▶ [EXERCISE DIRECTIONS]: From the records below, transcribe exactly the lines that begin at the line with "66L81 126L88 130L69" and end at the line with "negative clicks: (68, 15)", both included.

Records from a dataset:
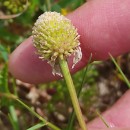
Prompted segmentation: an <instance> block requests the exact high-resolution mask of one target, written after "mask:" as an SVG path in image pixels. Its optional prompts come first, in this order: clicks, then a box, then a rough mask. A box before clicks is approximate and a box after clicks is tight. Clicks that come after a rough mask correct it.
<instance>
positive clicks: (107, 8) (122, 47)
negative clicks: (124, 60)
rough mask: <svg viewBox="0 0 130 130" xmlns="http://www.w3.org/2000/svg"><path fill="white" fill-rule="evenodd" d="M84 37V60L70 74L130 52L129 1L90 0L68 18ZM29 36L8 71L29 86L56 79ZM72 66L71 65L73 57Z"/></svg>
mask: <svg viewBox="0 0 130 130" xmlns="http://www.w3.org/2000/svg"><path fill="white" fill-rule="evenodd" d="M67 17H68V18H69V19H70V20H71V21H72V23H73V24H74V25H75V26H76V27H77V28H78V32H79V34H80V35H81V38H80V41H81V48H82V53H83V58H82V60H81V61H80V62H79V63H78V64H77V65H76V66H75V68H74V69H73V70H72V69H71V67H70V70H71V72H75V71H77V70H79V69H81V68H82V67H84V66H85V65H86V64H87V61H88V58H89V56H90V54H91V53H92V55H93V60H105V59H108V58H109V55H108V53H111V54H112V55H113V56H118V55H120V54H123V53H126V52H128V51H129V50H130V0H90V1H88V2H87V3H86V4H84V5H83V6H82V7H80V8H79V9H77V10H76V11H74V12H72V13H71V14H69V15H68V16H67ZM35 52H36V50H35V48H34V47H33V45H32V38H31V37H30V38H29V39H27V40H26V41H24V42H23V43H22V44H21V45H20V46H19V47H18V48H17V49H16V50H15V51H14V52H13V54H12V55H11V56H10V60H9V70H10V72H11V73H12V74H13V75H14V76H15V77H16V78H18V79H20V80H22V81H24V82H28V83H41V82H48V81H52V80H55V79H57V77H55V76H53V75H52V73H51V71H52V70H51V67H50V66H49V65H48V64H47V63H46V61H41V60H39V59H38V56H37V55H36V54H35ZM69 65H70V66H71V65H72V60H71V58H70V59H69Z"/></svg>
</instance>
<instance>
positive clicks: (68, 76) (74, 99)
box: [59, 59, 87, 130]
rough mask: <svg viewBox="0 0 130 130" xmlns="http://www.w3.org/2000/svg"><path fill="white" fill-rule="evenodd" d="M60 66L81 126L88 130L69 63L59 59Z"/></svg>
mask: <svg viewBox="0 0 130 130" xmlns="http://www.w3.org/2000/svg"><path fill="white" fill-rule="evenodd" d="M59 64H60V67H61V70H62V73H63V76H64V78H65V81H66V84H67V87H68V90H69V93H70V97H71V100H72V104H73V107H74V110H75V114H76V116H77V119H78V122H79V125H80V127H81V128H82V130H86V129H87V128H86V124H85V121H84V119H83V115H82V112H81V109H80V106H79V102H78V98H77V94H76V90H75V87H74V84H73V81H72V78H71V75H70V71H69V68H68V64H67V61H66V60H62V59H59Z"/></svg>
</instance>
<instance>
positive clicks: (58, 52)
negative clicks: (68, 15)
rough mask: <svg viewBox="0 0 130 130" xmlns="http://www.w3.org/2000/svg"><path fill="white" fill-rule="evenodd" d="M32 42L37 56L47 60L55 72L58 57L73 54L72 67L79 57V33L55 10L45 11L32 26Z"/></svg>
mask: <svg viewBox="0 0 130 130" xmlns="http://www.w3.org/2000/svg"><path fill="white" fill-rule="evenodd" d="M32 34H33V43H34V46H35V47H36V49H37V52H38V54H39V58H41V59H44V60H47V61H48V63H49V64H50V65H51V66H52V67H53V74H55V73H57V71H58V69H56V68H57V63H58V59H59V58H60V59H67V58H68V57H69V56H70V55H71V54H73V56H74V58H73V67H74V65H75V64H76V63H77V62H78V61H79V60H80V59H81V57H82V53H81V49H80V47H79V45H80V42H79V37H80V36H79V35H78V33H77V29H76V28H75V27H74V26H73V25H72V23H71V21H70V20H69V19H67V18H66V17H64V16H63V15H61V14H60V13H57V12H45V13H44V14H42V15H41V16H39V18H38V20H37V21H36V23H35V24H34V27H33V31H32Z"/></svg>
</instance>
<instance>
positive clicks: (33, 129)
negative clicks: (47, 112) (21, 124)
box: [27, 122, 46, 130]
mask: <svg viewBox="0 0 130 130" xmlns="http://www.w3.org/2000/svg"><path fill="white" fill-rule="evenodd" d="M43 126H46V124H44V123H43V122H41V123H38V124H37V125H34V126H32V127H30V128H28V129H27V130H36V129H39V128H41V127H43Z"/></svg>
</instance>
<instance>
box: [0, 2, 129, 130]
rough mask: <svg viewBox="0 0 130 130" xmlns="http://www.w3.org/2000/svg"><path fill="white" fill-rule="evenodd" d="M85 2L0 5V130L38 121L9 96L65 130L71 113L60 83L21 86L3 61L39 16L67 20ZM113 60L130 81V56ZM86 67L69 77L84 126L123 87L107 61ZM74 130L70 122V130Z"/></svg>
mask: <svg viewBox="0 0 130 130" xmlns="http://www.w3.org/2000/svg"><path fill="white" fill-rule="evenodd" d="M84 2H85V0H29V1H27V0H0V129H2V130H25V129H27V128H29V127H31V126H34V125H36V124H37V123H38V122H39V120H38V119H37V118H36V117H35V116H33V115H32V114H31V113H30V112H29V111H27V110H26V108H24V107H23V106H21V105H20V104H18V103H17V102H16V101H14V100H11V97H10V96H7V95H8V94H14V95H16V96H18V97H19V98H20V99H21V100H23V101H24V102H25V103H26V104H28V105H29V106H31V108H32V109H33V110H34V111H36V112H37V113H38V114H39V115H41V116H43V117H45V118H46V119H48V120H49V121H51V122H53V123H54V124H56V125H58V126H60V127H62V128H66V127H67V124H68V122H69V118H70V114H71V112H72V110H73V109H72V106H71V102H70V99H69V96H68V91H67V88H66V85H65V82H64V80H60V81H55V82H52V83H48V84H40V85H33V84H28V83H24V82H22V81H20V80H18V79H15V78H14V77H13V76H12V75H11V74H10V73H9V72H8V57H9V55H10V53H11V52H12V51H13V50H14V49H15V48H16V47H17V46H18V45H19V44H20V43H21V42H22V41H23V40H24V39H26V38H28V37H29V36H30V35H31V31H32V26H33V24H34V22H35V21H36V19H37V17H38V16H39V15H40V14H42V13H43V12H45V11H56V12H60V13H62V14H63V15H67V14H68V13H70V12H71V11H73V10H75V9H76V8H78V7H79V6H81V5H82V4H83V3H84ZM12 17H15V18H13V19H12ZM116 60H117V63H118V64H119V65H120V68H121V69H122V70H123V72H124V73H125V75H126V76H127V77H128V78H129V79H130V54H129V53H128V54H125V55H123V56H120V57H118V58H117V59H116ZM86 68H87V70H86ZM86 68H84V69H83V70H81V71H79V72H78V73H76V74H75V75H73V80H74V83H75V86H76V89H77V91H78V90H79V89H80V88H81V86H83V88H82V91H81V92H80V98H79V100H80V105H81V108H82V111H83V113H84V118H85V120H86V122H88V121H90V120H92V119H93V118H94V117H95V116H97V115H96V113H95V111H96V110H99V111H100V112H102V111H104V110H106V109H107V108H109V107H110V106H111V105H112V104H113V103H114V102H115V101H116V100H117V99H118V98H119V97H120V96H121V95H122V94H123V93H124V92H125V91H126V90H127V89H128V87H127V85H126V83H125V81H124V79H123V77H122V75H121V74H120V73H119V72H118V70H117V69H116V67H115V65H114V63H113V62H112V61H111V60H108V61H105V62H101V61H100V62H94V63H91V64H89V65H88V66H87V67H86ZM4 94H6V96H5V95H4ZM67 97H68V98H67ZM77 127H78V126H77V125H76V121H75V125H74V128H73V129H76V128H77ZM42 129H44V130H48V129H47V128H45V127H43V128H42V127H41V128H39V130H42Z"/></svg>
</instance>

▶ [ANSWER BOX]:
rough mask: <svg viewBox="0 0 130 130" xmlns="http://www.w3.org/2000/svg"><path fill="white" fill-rule="evenodd" d="M60 66L81 126L88 130L69 63L59 59Z"/></svg>
mask: <svg viewBox="0 0 130 130" xmlns="http://www.w3.org/2000/svg"><path fill="white" fill-rule="evenodd" d="M59 64H60V67H61V70H62V73H63V76H64V78H65V81H66V84H67V87H68V90H69V93H70V97H71V100H72V104H73V107H74V110H75V114H76V116H77V119H78V122H79V125H80V127H81V128H82V130H86V129H87V128H86V124H85V121H84V119H83V115H82V112H81V109H80V106H79V102H78V98H77V94H76V90H75V87H74V84H73V81H72V78H71V75H70V71H69V68H68V64H67V61H66V60H62V59H59Z"/></svg>
</instance>
<instance>
positive clicks: (58, 52)
negative clicks: (68, 15)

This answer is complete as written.